### ESERCIZI PROPOSTI
1. Puoi riscrivere il passo del testo sul reddito minimo da "Che cosa è accaduto?" fino a "espansione senza precedenti." compreso, cambiando "carbone" in "legname"?
2. Puoi continuare il testo sul reddito minimo a partire dalla sua ultima frase?

### TESTO SCELTO
********************
La
battaglia per il reddito minimo può costituire l’occasione per
aggregare forze, risvegliare energie, cementare un vasto fronte di lotta
attorno a un obiettivo.
Il Manifesto
Piero Bevilacqua
Come ha scritto Joseph Stiglitz «Nei ruggenti anni Novanta, la
crescita è aumentata a livelli per i quali di solito non basta una
intera generazione».
A questo salto avrebbe dovuto corrispondere un significativo accorciamento della giornata lavorativa, un’ampia redistribuzione del lavoro. Avviene il contrario. Ai primi anni del nuovo millennio operai e impiegati americani lavoravano in media due mesi in più all’anno dei loro corrispettivi europei.
Che cosa è accaduto? Il capitalismo americano non aveva più opposizione, l’antagonista storico, l’Urss era crollato, il neoliberismo aveva colonizzato l’intero Occidente, ed esso imponeva le proprie strategie con una libertà forse mai posseduta nella sua storia.Per giunta, la rivoluzione informatica riproduceva su scala assai più ampia il passaggio, realizzatosi in Inghilterra, dalla prima alla seconda rivoluzione industriale. Allora l’uso del carbone e dell’energia a vapore aveva liberato l’impresa dai vincoli territoriali che per tutto il ‘700 avevano costretto le fabbriche tessili a sorgere lungo i fiumi, fornendole una libertà di espansione senza precedenti.
Negli Usa comincia l’era, destinata a estendersi in tutti i paesi, in cui vengono definitivamente aboliti i limiti di spazio e tempo delle localizzazioni industriali. Nasce “il capitale-mondo”, in grado di porre il salario più misero del pianeta a standard di riferimento per trascinare verso il basso tutti gli altri. Si forma il più vasto “esercito di riserva” di forza-lavoro della storia. In Europa le residue resistenze sindacali impediscono l’allungamento dell’orario di lavoro, ma viene bloccato il processo di riduzione ed esplode la pratica del lavoro precario. Così a una capacità produttiva del capitale all’altezza del nuovo millennio corrisponde oggi una organizzazione della vita e della società che indietreggia verso l’800. Tutte le analisi di tendenza oggi mostrano come la crescita della produttività del lavoro per opera dell’ avanzamento tecnico-scientifico (intelligenza artificiale, robotica, ecc) ridurranno sempre più il ruolo del lavoro vivo, non solo nelle mansioni ripetitive, ma anche nei servizi e nelle professioni. Il capitale finanziario trova sempre meno ragioni per investire nelle attività produttive in una fase di rapida obsolescenza dei prodotti innovativi, di aspra competizione intercapitalistica, di sovraproduzione sistemica, di stagnazione tendenziale. Far scarseggiare il lavoro è una strategia del capitale: indebolisce i lavoratori e li mette in reciproca concorrenza, li costringe ad accettare qualsiasi occupazione, emargina il sindacato, pone sotto controllo la dinamica salariale. Mentre viene ristretta la capacità di investimento da parte del potere pubblico, l’impresa privata appare l’unico agente che crea occupazione, assumendo nella società un ruolo egemonico assoluto. La piena occupazione scompare dall’orizzonte del prossimo decennio.
********************
### MATERIALE FORNITO
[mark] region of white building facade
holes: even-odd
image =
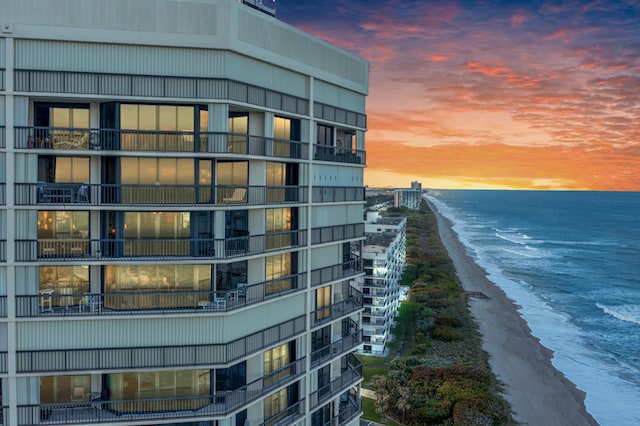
********************
### ESERCIZI SVOLTI
1.
Che cosa è accaduto? Il capitalismo americano non aveva più opposizione, l’antagonista storico, l’Urss era crollato, il neoliberismo aveva colonizzato l’intero Occidente, ed esso imponeva le proprie strategie con una libertà forse mai posseduta nella sua storia.Per giunta, la rivoluzione informatica riproduceva su scala assai più ampia il passaggio, realizzatosi in Inghilterra, dalla prima alla seconda rivoluzione industriale. Allora l’uso del legname e dell’energia a vapore aveva liberato l’impresa dai vincoli territoriali che per tutto il ‘700 avevano costretto le fabbriche tessili a sorgere lungo i fiumi, fornendole una libertà di espansione senza precedenti.

2.
Il reddito minimo di base è dunque necessario per svincolare le condizioni minime di esistenza degli esseri umani dalla violenza del mercato e dal lavoro, in una fase in cui questo è sempre più scarso, precario, destinato a diminuire.
Esso verrebbe a svolgere una funzione economica anticongiunturale rilevante. Accrescerebbe e renderebbe stabile la domanda interna in una fase in cui tende a diminuire.
Darebbe a tanti cittadini una base minima per intraprendere una qualche attività nella produzione di beni e nei servizi. Fornirebbe a tanti giovani la possibilità di proseguire gli studi e le ricerche avviate, spingerebbe tante delle nostre intelligenze emigrate all’estero e non stabilizzate, a rientrare in Italia.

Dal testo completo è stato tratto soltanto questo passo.